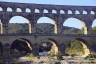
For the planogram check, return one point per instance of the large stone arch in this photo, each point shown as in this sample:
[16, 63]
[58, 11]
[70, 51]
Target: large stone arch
[19, 17]
[84, 44]
[50, 45]
[52, 22]
[79, 20]
[21, 46]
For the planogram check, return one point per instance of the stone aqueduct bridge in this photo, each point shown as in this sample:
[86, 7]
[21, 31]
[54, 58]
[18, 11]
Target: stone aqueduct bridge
[83, 13]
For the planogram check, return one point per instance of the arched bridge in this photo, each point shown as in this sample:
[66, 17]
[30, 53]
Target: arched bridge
[58, 13]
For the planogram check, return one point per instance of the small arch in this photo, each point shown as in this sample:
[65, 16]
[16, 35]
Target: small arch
[62, 12]
[1, 48]
[28, 10]
[94, 23]
[84, 12]
[47, 25]
[78, 47]
[21, 47]
[93, 27]
[23, 25]
[45, 11]
[9, 9]
[37, 11]
[1, 9]
[1, 27]
[69, 12]
[75, 24]
[54, 11]
[48, 46]
[18, 10]
[92, 12]
[77, 12]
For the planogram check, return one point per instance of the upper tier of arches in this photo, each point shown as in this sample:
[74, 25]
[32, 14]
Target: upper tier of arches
[42, 8]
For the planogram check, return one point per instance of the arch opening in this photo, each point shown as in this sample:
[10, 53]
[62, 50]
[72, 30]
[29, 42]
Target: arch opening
[48, 47]
[92, 12]
[54, 11]
[62, 12]
[9, 9]
[69, 12]
[93, 27]
[1, 27]
[45, 11]
[46, 25]
[19, 24]
[1, 49]
[28, 10]
[74, 26]
[77, 47]
[84, 12]
[37, 11]
[1, 9]
[77, 12]
[18, 10]
[21, 47]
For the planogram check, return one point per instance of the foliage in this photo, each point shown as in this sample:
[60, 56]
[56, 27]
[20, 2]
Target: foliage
[75, 48]
[90, 56]
[59, 56]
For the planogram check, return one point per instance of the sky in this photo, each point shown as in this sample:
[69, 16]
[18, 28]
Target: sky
[71, 22]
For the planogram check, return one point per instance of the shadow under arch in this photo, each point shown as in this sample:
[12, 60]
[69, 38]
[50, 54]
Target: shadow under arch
[46, 21]
[70, 22]
[1, 49]
[1, 27]
[84, 44]
[21, 47]
[21, 22]
[48, 47]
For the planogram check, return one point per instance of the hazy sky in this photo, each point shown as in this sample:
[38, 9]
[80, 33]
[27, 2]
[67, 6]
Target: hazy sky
[71, 22]
[59, 2]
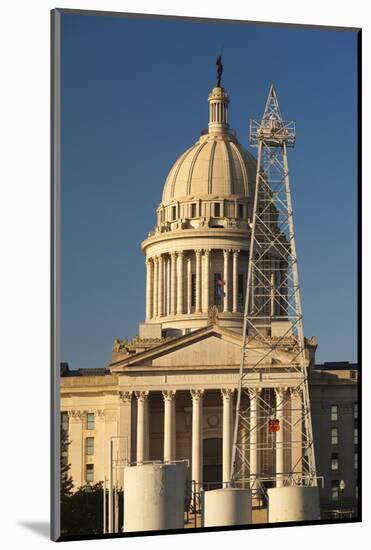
----------------------------------------
**TASK DETAILS**. With the pictures left out, output all the entries exactly.

**SOLUTION TO THE EXERCISE**.
For the planogram check, return one point per instance of the large stone arch in this photo, each point shown as in this sample:
[16, 63]
[58, 11]
[70, 51]
Target: large stone arch
[19, 17]
[84, 44]
[50, 45]
[52, 22]
[79, 20]
[21, 46]
For the planogram check, return one point per instance of the stone aqueduct bridge in this photo, each point shown as in this sample:
[86, 7]
[21, 31]
[54, 58]
[18, 11]
Target: stone aqueduct bridge
[83, 13]
For the planogram check, return one point per instance of the arched bridge in this photo, each point shown as in this sample:
[66, 17]
[30, 53]
Target: arched bridge
[58, 13]
For the planogram check, return one point per instance of the small arch in this photo, each point shown as in this sample:
[65, 16]
[16, 35]
Target: small arch
[62, 12]
[1, 48]
[28, 10]
[94, 23]
[84, 12]
[47, 25]
[78, 47]
[21, 47]
[93, 27]
[23, 25]
[45, 11]
[9, 9]
[37, 11]
[1, 9]
[1, 27]
[69, 12]
[75, 24]
[54, 11]
[48, 46]
[18, 10]
[92, 12]
[77, 12]
For the planogram check, return one point per instance of the upper tier of arches in this photo, each point shown as in this sample:
[74, 25]
[32, 14]
Target: upper tier of arches
[42, 8]
For the planogram check, return one point per instance of the arch opening in this photo, each point shown as in this sample:
[10, 53]
[62, 50]
[72, 30]
[29, 42]
Target: arch opening
[48, 47]
[92, 12]
[54, 11]
[62, 12]
[9, 9]
[69, 12]
[93, 27]
[1, 27]
[45, 11]
[46, 25]
[19, 24]
[1, 49]
[28, 10]
[74, 26]
[77, 47]
[84, 12]
[37, 11]
[1, 9]
[77, 12]
[18, 10]
[21, 47]
For the planogram check, return one point per instance of the foliage in this photo, each point shown as in this sample:
[60, 56]
[56, 27]
[20, 2]
Target: foliage
[75, 48]
[90, 56]
[59, 56]
For the planogram check, return one point per instance of the sky in this photo, each point shown as in this sample:
[69, 16]
[18, 28]
Target: sky
[71, 22]
For the planogram check, return one point per instance of the shadow under arch in this photo, each point shown as in this sample:
[12, 60]
[69, 38]
[50, 54]
Target: shadow under arch
[46, 21]
[70, 22]
[1, 49]
[1, 27]
[84, 44]
[21, 47]
[21, 22]
[48, 47]
For the planogram check, return one point per instance of the hazy sky in this photo, each point shown as in this sample:
[38, 9]
[80, 33]
[27, 2]
[67, 6]
Target: hazy sky
[71, 22]
[59, 2]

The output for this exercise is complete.